» Study text
- - -

House of Cultivar Tissue Culture

HOC utilizes an advanced Tissue Culture and Micro Propagation laboratory to ensure the optimal success of all its different genetic cultivars

Summary

Tissue culture as a method of micropropagation first came to the fore in the 1950s in the orchid industry. In the decades since, the practice has been adopted by just about every other agricultural crop—from flowers, fruits and vegetables to hops, hay and, now, cannabis. Plant tissue culture is a collection of techniques harnessed to maintain or grow plant cells, tissues or organs under sterile conditions in culture media, a rich blend of ingredients that promote plant-cell growth. These ingredients can include macronutrients, micronutrients, vitamins, agar and other elements like activated charcoal. The process is widely used to produce plantlet clones using a method known as micropropagation. Tissue culture is seen as an important technology for the production of disease-free, high quality planting material and the rapid production of many uniform plants. It’s also used to preserve plant genetics.
Micropropagation, which is a form of tissue culture, increases the amount of planting material to facilitate distribution and large scale planting. In this way, thousands of copies of a plant can be produced in a limited amount of donor mother plant material. Micropropagated plants are observed to establish more quickly, grow more vigorously and are taller, have a more uniform production cycle than conventional propagules.

HOC tissue culture lab

GENETIC CONSISTENCY BENEFITS

Just as every person is different and unique, so is each plant. Some have traits like better color, yield, or pest resistance. For years, scientists have looked for methods to allow them to make exact copies of these superior individuals.

- - -

» What you need to do
1. Write out the tissue culture text again, beginning with the words "GENETIC CONSISTENCY BENEFITS" and ending after "these superior individuals.", and swap "pest resistance" for "drought tolerance".
2. According to the tissue culture text, in which industry did tissue culture first come to the fore as a method of micropropagation?

» Records in a dataset
- - -

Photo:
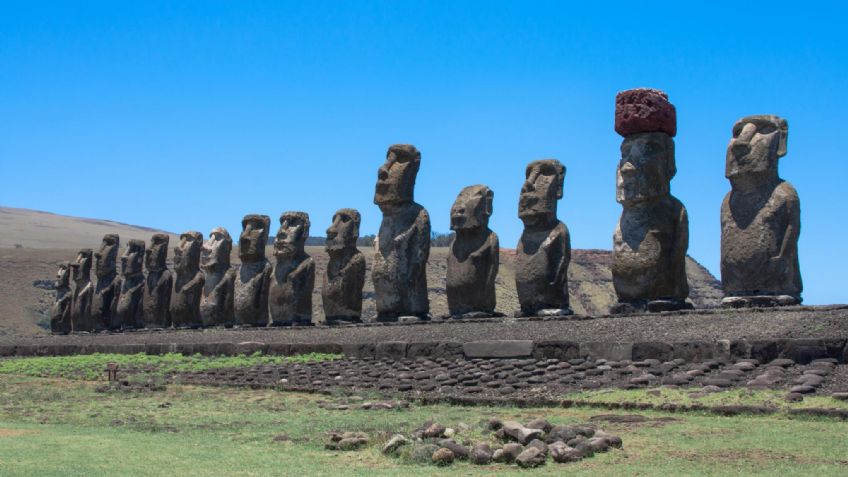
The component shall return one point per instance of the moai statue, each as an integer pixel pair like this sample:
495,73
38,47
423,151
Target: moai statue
216,304
131,299
474,255
251,287
544,249
60,312
188,285
402,246
83,291
293,276
104,304
341,292
760,219
652,235
158,284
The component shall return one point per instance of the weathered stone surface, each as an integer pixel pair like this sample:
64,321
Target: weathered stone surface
344,278
652,235
402,246
216,304
83,291
158,284
104,301
60,312
188,285
760,218
131,298
644,110
544,249
498,349
253,279
293,274
474,253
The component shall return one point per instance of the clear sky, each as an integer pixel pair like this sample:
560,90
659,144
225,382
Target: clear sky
188,115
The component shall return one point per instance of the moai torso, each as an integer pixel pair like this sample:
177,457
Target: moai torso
341,291
216,304
83,291
760,216
652,235
158,284
131,298
60,312
188,285
474,254
293,275
252,280
104,304
543,253
402,246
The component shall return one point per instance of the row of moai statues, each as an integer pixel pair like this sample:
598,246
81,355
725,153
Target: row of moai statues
760,220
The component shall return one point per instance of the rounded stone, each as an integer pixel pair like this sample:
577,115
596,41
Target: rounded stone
644,110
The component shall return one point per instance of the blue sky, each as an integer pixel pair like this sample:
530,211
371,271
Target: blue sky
188,115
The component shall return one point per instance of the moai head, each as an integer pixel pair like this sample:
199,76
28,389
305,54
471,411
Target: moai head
291,238
63,276
132,258
473,207
541,190
156,256
106,259
396,177
646,167
757,143
215,253
254,237
344,231
187,253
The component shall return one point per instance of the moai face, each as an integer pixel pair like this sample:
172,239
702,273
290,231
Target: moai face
187,253
396,177
132,258
344,231
63,276
81,268
254,237
290,239
757,143
156,256
646,167
541,190
216,251
472,208
106,259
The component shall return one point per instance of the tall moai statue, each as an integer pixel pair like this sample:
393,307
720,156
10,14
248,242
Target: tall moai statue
544,249
60,312
341,292
293,275
216,304
402,246
474,254
188,285
251,287
104,304
158,284
652,235
760,219
131,299
83,292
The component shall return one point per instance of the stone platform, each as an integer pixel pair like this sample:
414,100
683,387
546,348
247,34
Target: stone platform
802,333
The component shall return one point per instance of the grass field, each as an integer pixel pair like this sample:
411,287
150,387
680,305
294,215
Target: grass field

- - -

» Set of answers
1.
GENETIC CONSISTENCY BENEFITS

Just as every person is different and unique, so is each plant. Some have traits like better color, yield, or drought tolerance. For years, scientists have looked for methods to allow them to make exact copies of these superior individuals.

2. The orchid industry, in the 1950s.